> DO THIS
Reproduce the listing exactly and skip over any pictures.

> DATA IN THIS EXERCISE
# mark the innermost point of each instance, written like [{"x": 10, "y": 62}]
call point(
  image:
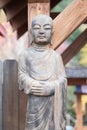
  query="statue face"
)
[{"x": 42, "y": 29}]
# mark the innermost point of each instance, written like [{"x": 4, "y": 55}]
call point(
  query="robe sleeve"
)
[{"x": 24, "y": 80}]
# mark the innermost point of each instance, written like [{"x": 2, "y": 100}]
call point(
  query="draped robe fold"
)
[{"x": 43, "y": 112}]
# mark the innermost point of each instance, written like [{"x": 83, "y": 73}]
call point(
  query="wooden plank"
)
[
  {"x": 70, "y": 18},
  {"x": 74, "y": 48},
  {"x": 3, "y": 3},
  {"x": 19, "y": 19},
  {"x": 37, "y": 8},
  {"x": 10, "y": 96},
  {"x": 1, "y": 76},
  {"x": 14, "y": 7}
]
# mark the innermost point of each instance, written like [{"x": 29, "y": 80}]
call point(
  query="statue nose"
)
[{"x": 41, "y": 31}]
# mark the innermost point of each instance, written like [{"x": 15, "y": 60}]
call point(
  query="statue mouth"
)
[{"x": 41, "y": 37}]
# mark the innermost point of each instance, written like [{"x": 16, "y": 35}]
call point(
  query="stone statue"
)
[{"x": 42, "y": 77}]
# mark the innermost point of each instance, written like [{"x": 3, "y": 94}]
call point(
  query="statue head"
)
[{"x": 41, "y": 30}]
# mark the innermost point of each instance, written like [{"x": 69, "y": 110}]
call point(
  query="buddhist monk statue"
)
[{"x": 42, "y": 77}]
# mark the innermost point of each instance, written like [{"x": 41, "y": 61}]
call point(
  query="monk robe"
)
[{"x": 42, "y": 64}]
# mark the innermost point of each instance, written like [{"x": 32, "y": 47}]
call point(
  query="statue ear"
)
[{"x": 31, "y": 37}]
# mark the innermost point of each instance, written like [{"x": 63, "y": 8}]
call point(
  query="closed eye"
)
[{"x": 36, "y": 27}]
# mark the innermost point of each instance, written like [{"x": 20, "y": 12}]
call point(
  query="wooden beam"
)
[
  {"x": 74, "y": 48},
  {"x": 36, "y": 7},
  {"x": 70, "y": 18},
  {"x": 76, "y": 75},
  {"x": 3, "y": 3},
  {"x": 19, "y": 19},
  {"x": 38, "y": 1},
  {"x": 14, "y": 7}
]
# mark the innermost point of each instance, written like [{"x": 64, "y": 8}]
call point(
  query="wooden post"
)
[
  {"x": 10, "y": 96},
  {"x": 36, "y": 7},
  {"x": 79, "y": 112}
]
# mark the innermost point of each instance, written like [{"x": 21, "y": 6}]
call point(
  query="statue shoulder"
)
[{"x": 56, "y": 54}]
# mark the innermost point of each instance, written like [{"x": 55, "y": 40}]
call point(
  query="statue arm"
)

> FINISHED EXERCISE
# mark the innermost point of each instance, written like [{"x": 10, "y": 62}]
call point(
  image:
  query="statue face"
)
[{"x": 42, "y": 29}]
# mark the innermost point of each instance, written like [{"x": 4, "y": 55}]
call point(
  query="robe sleeve"
)
[{"x": 24, "y": 80}]
# mark the innermost point of each instance, written like [{"x": 2, "y": 100}]
call point(
  query="draped robe fold"
)
[{"x": 43, "y": 112}]
# mark the innermost point of each instance, written like [{"x": 83, "y": 73}]
call point(
  query="wooden plank"
)
[
  {"x": 70, "y": 18},
  {"x": 74, "y": 48},
  {"x": 3, "y": 3},
  {"x": 19, "y": 19},
  {"x": 37, "y": 8},
  {"x": 10, "y": 96},
  {"x": 1, "y": 76},
  {"x": 14, "y": 7}
]
# mark the innermost point of each instance, written like [{"x": 29, "y": 80}]
call point(
  query="statue nose"
)
[{"x": 41, "y": 31}]
# mark the innermost point of each instance, written like [{"x": 15, "y": 60}]
call point(
  query="statue mouth"
)
[{"x": 41, "y": 37}]
# mark the innermost point of each instance, written like [{"x": 16, "y": 35}]
call point(
  query="stone statue"
)
[{"x": 42, "y": 77}]
# mark the innermost point of each instance, written like [{"x": 3, "y": 94}]
call point(
  query="statue head"
)
[{"x": 41, "y": 30}]
# mark the innermost point of each instance, written like [{"x": 69, "y": 110}]
call point(
  query="buddhist monk statue"
)
[{"x": 42, "y": 77}]
# mark the innermost point of each instance, written like [{"x": 41, "y": 61}]
call point(
  query="monk robe"
)
[{"x": 42, "y": 64}]
# mark the innermost point of each instance, written like [{"x": 32, "y": 47}]
call point(
  query="statue ear"
)
[{"x": 31, "y": 37}]
# mark the innermost point of each instance, written like [{"x": 63, "y": 8}]
call point(
  query="closed eye"
)
[{"x": 36, "y": 27}]
# mark the innermost point of each instance, written like [{"x": 20, "y": 12}]
call point(
  query="wooden beam"
)
[
  {"x": 74, "y": 48},
  {"x": 36, "y": 7},
  {"x": 70, "y": 18},
  {"x": 76, "y": 75},
  {"x": 3, "y": 3},
  {"x": 19, "y": 19},
  {"x": 38, "y": 1},
  {"x": 14, "y": 7}
]
# mark the innermost point of each instance, written like [{"x": 64, "y": 8}]
call point(
  query="wooden post"
)
[
  {"x": 10, "y": 96},
  {"x": 36, "y": 7},
  {"x": 79, "y": 112}
]
# mark the innermost point of each instance, written like [{"x": 21, "y": 6}]
call point(
  query="statue shoulder"
)
[{"x": 56, "y": 54}]
# mark the innermost point of each instance, written like [{"x": 55, "y": 40}]
call point(
  query="statue arm"
)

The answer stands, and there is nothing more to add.